Saved entries
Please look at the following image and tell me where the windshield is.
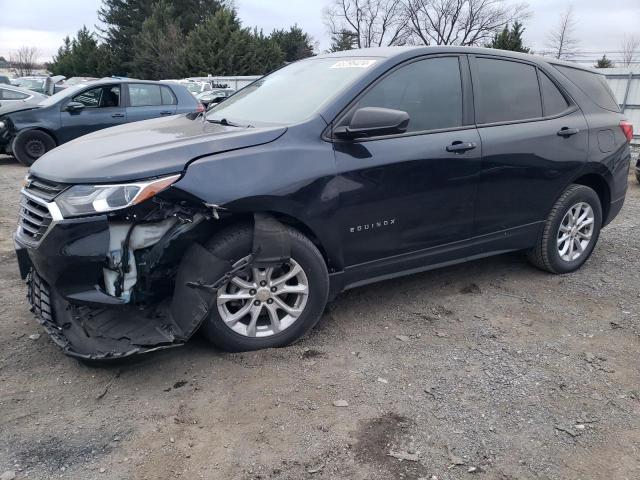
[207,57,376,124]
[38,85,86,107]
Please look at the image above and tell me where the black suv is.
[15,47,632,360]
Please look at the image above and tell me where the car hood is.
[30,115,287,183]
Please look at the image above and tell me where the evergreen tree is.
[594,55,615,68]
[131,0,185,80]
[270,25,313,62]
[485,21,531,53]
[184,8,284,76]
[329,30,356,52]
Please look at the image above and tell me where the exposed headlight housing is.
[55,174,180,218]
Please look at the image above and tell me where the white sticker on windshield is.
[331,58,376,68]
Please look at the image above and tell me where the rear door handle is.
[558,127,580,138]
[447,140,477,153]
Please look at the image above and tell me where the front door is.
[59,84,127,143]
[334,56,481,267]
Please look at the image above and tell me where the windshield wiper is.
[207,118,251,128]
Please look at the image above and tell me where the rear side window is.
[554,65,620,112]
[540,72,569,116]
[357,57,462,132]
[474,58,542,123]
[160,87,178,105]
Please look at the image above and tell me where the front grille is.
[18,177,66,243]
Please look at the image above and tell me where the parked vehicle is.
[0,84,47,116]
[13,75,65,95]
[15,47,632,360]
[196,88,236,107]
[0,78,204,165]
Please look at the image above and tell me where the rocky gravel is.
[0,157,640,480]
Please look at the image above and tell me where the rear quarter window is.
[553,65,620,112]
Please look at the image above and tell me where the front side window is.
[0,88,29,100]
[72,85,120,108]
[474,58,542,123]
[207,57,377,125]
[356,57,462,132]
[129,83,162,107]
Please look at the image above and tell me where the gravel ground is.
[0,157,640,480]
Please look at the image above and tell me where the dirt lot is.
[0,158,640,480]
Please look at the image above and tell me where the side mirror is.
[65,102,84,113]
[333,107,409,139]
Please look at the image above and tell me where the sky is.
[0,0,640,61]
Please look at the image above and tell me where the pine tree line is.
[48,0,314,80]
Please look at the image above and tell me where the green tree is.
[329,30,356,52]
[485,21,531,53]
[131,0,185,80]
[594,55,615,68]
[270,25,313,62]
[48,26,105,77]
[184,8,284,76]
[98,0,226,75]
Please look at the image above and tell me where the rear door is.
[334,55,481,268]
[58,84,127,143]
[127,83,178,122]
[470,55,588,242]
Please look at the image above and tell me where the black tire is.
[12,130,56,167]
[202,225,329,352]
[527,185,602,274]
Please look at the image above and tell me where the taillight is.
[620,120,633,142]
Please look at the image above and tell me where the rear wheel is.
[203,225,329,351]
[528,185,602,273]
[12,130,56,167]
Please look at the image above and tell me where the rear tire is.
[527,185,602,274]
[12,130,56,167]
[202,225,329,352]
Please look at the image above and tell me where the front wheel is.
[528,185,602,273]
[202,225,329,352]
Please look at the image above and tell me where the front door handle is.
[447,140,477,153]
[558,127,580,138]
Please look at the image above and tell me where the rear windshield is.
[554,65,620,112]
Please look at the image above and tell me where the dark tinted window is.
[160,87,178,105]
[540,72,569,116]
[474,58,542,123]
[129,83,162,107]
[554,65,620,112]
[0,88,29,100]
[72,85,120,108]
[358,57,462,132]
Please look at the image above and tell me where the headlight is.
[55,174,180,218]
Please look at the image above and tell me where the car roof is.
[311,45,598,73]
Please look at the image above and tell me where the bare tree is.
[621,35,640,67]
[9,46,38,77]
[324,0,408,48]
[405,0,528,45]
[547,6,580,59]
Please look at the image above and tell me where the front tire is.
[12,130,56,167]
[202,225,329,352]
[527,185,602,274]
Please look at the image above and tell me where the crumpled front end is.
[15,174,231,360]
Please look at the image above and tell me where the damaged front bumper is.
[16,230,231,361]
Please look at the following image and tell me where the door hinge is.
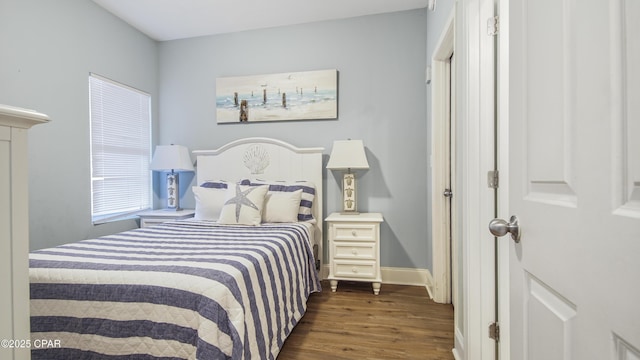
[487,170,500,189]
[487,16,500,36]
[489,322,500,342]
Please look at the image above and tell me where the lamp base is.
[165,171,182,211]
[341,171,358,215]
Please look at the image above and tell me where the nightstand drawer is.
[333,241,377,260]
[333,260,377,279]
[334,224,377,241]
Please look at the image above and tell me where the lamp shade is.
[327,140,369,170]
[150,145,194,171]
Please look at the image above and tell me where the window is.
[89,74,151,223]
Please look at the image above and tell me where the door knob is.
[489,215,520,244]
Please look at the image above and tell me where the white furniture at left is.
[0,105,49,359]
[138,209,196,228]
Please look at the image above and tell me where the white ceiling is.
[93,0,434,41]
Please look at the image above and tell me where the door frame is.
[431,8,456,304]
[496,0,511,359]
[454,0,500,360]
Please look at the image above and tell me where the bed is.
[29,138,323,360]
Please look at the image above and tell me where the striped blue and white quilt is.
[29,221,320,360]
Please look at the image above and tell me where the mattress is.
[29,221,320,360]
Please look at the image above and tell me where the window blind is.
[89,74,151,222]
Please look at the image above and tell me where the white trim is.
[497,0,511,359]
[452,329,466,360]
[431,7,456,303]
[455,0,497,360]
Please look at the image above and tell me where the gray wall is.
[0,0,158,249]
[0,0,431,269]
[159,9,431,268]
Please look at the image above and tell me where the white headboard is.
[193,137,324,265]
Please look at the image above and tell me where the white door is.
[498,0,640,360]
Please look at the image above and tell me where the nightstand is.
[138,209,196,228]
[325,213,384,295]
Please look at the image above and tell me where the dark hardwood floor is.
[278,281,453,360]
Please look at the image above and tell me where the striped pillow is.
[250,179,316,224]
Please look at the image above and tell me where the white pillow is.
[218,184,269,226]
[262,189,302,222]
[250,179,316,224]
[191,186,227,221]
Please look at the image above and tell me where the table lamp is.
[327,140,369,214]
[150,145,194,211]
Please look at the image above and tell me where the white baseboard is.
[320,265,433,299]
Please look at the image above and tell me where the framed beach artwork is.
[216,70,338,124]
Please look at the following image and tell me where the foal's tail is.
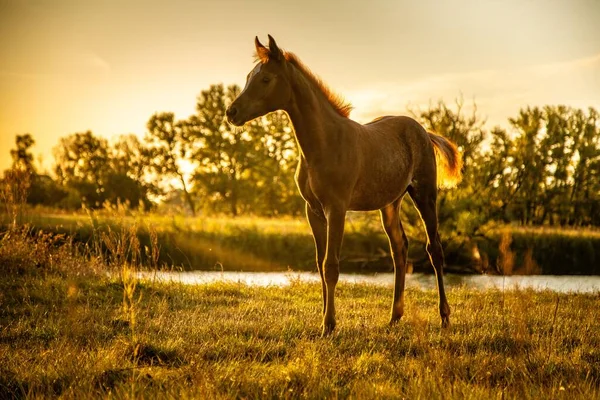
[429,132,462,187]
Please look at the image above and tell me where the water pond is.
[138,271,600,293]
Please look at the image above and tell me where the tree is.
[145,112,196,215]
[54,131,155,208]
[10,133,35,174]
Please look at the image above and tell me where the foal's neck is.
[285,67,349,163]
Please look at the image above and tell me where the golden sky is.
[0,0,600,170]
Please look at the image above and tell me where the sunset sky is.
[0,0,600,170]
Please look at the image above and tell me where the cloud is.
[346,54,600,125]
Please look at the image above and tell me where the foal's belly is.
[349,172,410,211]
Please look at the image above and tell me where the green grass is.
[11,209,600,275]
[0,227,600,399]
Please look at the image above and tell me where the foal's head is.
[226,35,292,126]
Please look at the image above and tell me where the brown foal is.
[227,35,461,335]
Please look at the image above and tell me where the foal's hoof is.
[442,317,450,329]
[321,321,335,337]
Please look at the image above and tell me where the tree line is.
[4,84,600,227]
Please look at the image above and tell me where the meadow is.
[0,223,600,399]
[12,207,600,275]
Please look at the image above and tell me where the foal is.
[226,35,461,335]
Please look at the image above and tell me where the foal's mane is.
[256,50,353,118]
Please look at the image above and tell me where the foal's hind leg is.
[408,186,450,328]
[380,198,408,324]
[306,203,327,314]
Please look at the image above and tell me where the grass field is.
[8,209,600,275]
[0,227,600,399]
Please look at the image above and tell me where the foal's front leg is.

Task directions
Copy out all of the data above, switching every "tell me where" to "point out where" and keeping everything else the same. Leave the pictures out of your answer.

Solution for this problem
Please look at the following image and point out where the windshield is.
[207,57,376,124]
[38,85,86,107]
Please look at the image above and point out where the black suv is.
[15,47,632,360]
Please look at the image above and point out where the car hood is.
[30,115,287,183]
Please look at the image above and point out where the evergreen tree is.
[594,55,615,68]
[131,0,185,80]
[270,25,313,62]
[485,21,531,53]
[184,8,284,76]
[329,30,356,52]
Please look at the image above and point out where the exposed headlight housing is.
[55,174,180,218]
Please look at the image above and point out where the white sticker on windshield is.
[331,58,376,68]
Please look at the image above and point out where the rear door handle is.
[558,127,580,138]
[447,140,477,153]
Please look at the image above and point out where the front door is.
[59,84,127,143]
[334,56,481,267]
Please look at the image above and point out where the windshield wiper is.
[207,118,251,128]
Please look at the image above and point out where the rear side window is.
[554,65,620,112]
[540,72,569,116]
[357,57,462,132]
[474,58,542,123]
[160,87,178,105]
Please look at the image above and point out where the front grille is.
[18,177,66,243]
Please look at the image above and point out where the parked vehicle is.
[0,84,47,116]
[13,75,65,95]
[15,47,632,360]
[196,88,236,107]
[0,78,204,165]
Please look at the image above and point out where the rocky gravel is.
[0,157,640,480]
Please look at the image above and point out where the rear quarter window is.
[553,65,620,112]
Please look at the image above and point out where the front side window is.
[0,88,29,100]
[72,85,120,108]
[474,58,542,123]
[207,57,377,125]
[356,57,462,132]
[129,83,162,107]
Please look at the image above and point out where the gravel ground is.
[0,157,640,480]
Please look at the image above and point out where the dirt lot is.
[0,158,640,480]
Please look at the image above and point out where the side mirror is.
[65,102,84,113]
[333,107,409,139]
Please look at the image above and point out where the sky is.
[0,0,640,61]
Please look at the image above and point out where the pine tree line is.
[48,0,314,80]
Please look at the image above and point out where the green tree is.
[329,30,356,52]
[485,21,531,53]
[131,0,185,80]
[594,55,615,68]
[270,25,313,62]
[48,26,105,77]
[184,8,284,76]
[98,0,226,75]
Please look at the image above and point out where the rear door is.
[334,55,481,268]
[58,84,127,143]
[127,83,178,122]
[470,55,588,242]
Please look at the image above and point out where the black tire is.
[12,130,56,167]
[202,225,329,352]
[527,185,602,274]
Please look at the image above and point out where the taillight is.
[620,120,633,142]
Please look at the image above and point out where the rear wheel is.
[203,225,329,351]
[528,185,602,273]
[12,130,56,167]
Please look at the image above and point out where the rear tire is.
[527,185,602,274]
[12,130,56,167]
[202,225,329,352]
Please look at the image above and point out where the front wheel is.
[528,185,602,273]
[202,225,329,352]
Please look at the image above and point out where the front door handle is.
[447,140,477,153]
[558,127,580,138]
Please look at the image above and point out where the rear windshield is.
[554,65,620,112]
Please look at the image above and point out where the dark tinted window is.
[160,87,178,105]
[540,72,569,116]
[474,58,542,123]
[129,83,162,107]
[554,65,620,112]
[0,88,29,100]
[72,85,120,108]
[358,57,462,132]
Please look at the image above and point out where the headlight is.
[55,174,180,218]
Please look at the image above and point out where the car roof is.
[311,45,598,73]
Please look at the image above and point out where the bare tree is.
[621,35,640,67]
[9,46,38,77]
[324,0,408,48]
[405,0,528,45]
[547,6,580,59]
Please look at the image above and point out where the front tire is.
[12,130,56,167]
[202,225,329,352]
[527,185,602,274]
Please look at the image above and point out where the crumpled front end is.
[15,174,231,360]
Please look at the image above and point out where the damaged front bumper is.
[16,230,231,361]
Please look at the following image and point out where the door hinge is.
[487,170,500,189]
[487,16,500,36]
[489,322,500,342]
Please look at the image above and point out where the lamp base is.
[165,171,182,211]
[341,171,358,215]
Please look at the image above and point out where the nightstand drawer is.
[333,241,377,260]
[333,260,377,279]
[334,224,377,241]
Please look at the image above and point out where the lamp shade is.
[327,140,369,170]
[150,145,194,171]
Please look at the image above and point out where the window is.
[89,74,151,223]
Please look at the image above and point out where the door knob is.
[489,215,520,244]
Please look at the image above and point out where the white furniture at left is.
[0,105,49,359]
[138,209,196,228]
Please look at the image above and point out where the white ceiling is.
[93,0,434,41]
Please look at the image above and point out where the door frame is.
[431,8,456,304]
[496,0,511,359]
[454,0,500,360]
Please look at the image above and point out where the bed is.
[29,138,323,360]
Please look at the image above and point out where the striped blue and white quilt is.
[29,221,320,360]
Please look at the image above and point out where the mattress is.
[29,221,320,360]
Please look at the image above and point out where the window blind is.
[89,74,151,222]
Please look at the image above and point out where the white trim is.
[497,0,511,359]
[452,329,466,360]
[431,7,456,303]
[455,0,497,360]
Please look at the image above and point out where the gray wall is.
[0,0,158,249]
[0,0,431,269]
[159,9,431,268]
Please look at the image above and point out where the white headboard is.
[193,137,324,265]
Please look at the image above and point out where the white door is.
[498,0,640,360]
Please look at the image above and point out where the nightstand is.
[138,209,196,228]
[325,213,384,295]
Please look at the image above and point out where the dark hardwood floor is.
[278,281,453,360]
Please look at the image above and point out where the striped pillow is.
[250,179,316,224]
Please look at the image above and point out where the white pillow is.
[218,184,269,226]
[262,189,302,222]
[250,179,316,224]
[191,186,227,221]
Please look at the image above and point out where the table lamp is.
[327,140,369,214]
[150,145,194,211]
Please look at the image above and point out where the white baseboard is.
[320,265,433,299]
Please look at the image above and point out where the framed beach artwork is.
[216,70,338,124]
Please look at the following image and point out where the foal's tail is.
[429,132,462,187]
Please look at the image above and point out where the water pond is.
[138,271,600,293]
Please look at the image above and point out where the tree is.
[145,112,196,215]
[54,131,155,208]
[10,133,35,174]
Please look at the image above and point out where the foal's neck is.
[285,67,349,163]
Please look at the image above and point out where the golden sky is.
[0,0,600,170]
Please look at the image above and point out where the sunset sky is.
[0,0,600,170]
Please look at the image above and point out where the cloud is.
[346,54,600,125]
Please look at the image above and point out where the foal's belly is.
[349,172,410,211]
Please look at the image above and point out where the green grass is.
[11,209,600,275]
[0,227,600,399]
Please look at the image above and point out where the foal's head is.
[226,35,292,126]
Please look at the image above and point out where the brown foal is.
[227,35,461,335]
Please look at the image above and point out where the foal's hoof is.
[442,317,450,329]
[321,321,335,337]
Please look at the image above and point out where the tree line is.
[4,84,600,227]
Please look at the image above and point out where the meadow is.
[0,223,600,399]
[12,207,600,275]
Please look at the image above and point out where the foal is.
[226,35,461,335]
Please look at the image above and point out where the foal's mane is.
[256,50,353,118]
Please look at the image above and point out where the foal's hind leg is.
[408,186,450,328]
[380,198,408,324]
[306,203,327,314]
Please look at the image above and point out where the grass field is.
[8,209,600,275]
[0,227,600,399]
Please look at the image above and point out where the foal's front leg is.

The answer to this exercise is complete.